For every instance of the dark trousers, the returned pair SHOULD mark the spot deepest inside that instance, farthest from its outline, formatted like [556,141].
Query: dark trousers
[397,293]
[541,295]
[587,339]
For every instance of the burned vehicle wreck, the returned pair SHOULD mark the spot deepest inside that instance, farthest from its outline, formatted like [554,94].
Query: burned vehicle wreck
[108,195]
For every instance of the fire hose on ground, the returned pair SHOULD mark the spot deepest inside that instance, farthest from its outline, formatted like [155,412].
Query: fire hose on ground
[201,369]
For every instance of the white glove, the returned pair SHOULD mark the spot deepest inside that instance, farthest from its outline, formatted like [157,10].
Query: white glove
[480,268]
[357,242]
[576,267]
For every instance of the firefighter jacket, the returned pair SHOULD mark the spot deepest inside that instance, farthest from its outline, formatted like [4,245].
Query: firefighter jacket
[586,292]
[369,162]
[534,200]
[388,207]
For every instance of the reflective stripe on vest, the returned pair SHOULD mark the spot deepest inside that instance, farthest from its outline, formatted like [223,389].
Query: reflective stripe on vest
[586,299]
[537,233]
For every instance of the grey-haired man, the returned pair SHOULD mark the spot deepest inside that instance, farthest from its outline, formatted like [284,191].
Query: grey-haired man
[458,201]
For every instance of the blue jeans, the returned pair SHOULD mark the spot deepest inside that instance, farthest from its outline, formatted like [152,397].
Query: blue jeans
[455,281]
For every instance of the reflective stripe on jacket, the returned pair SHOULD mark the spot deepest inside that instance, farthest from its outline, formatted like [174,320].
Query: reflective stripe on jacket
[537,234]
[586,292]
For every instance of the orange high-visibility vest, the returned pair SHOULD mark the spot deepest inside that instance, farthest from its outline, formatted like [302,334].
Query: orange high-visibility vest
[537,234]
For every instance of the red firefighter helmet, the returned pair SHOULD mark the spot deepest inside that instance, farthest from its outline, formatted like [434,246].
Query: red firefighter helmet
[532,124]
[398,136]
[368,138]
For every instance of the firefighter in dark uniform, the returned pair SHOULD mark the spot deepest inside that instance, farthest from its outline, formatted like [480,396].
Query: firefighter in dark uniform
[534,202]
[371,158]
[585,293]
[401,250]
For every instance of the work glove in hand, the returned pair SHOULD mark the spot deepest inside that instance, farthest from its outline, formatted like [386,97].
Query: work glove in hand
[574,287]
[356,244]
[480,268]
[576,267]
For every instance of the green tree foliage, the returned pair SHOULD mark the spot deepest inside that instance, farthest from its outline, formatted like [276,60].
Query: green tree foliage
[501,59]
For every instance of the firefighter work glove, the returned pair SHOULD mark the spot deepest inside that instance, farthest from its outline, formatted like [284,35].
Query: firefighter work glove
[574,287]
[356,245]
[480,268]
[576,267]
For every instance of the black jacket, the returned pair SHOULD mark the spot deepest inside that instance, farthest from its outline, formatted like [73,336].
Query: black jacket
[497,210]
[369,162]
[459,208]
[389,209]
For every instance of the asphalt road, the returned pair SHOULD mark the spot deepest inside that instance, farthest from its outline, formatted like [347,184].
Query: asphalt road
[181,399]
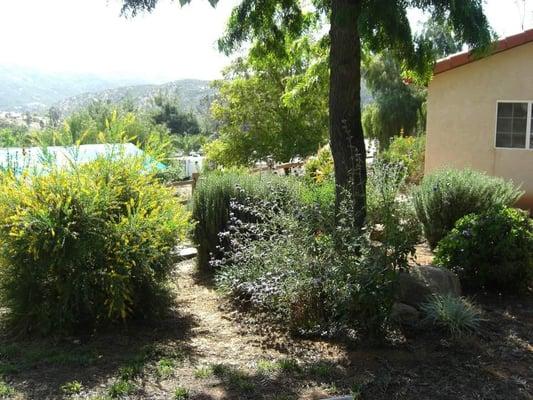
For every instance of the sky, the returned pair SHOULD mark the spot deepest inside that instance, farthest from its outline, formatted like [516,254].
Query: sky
[173,42]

■ ■ ■ ■

● PROBLEM TO WORK ON: Images do not belong in the copy; reproduce all other parts of the records above verbatim.

● EXERCISE ANSWER:
For every instance of the dark trousers, the returned pair SHOULD mark the spot deepest inside that instance, farthest from its outline, formatted like [556,141].
Query: dark trousers
[397,293]
[541,295]
[587,339]
For every instance of the burned vehicle wreck, the returned pair SHOULD mark the spot deepest inside that instance, farthest from its outline, formatted like [554,94].
Query: burned vehicle wreck
[108,195]
For every instance of the fire hose on ground, the returned pair SHOULD mark the spot deepest inside that instance, farthest from its outline, formatted like [155,412].
Query: fire hose on ground
[201,369]
For every instance of the white glove, the returned pair SHOULD mark the spot deepest inside that instance, farthest from its outline, formatted like [157,10].
Query: white glove
[480,268]
[357,242]
[576,267]
For every instance of the firefighter jacket, the returned pair SHOULD mark the spot deepest inside that instance, farthest from its outline, formatted like [4,245].
Query: firefighter jacket
[586,292]
[369,162]
[534,200]
[388,207]
For every instance of the reflective stripe on vest, the returned pair SHOULD mark the spot deepest inside that instance, farthest from its outline, formatted like [223,389].
Query: reflective stripe on vest
[586,299]
[537,233]
For every instance of the grey-haired man, the returned pair SHOULD mark the spot deepest inside that instance, farthest from its outline, formatted like [284,191].
Query: grey-haired man
[458,201]
For every instance of the blue jeans, the returned pair SHOULD mark the spot deepest inside that instance, farthest from its outline, formatted like [152,397].
Query: blue jeans
[455,281]
For every instance of the reflective stripe on jacket, the returned pair SHOULD mark the spot deepest inside that instance, farthest from its outline, formatted like [174,320].
Query: reflective stripe on jacket
[537,234]
[586,292]
For every instance of the orange high-visibility vest, the returned pair SHOULD mark the spot deepest inside that instance, farthest from its outline, formatted like [302,334].
Query: orange high-visibility vest
[537,234]
For every instance of the red firefighter helmet, the returned pair SHOULD mark the spot deepest inside that instance, farthest from its outline, formatted like [434,246].
Query: red firefighter helmet
[532,124]
[398,136]
[368,138]
For every instance of the firefighter in dark uniform, the returned pair SHOULD mark the spot deepest inside that instance, farthest from its outline, formatted like [480,396].
Query: firefighter in dark uniform
[534,202]
[371,158]
[585,293]
[401,250]
For every instance of the work glove in hand, the returned pair SHOULD mark the spot deepest inside that instance, farthest from its outline, formatted like [386,97].
Query: work glove in hand
[574,287]
[356,244]
[480,268]
[576,267]
For every instance of the green tree foliage, the returned pair SHOULD mark the spot deepest inside that instance, farthest from its outline, formatted like [276,60].
Query: green tree foliage
[501,59]
For every instance of the firefighter work glove, the returned pair SHOULD mark the spot deepest inside that instance, farthest from its outline, formatted like [284,35].
Query: firefighter work glove
[574,287]
[356,245]
[480,268]
[576,267]
For every instance of the black jacket, the returned pair SHOULD mark the spot deepest inside that instance, farthest from its outline, formatted like [73,336].
Query: black jacket
[497,210]
[369,162]
[459,208]
[389,209]
For every instance of the asphalt road, the returned pair SHOULD mark the spot deepest inside that instance, farthest from its outline, formatted like [347,184].
Query: asphalt road
[181,399]
For every instance of the sky, the returned pair SHOULD mark the spot deepest inside that instance, farthest from its outline, formatted like [516,254].
Query: sky
[173,42]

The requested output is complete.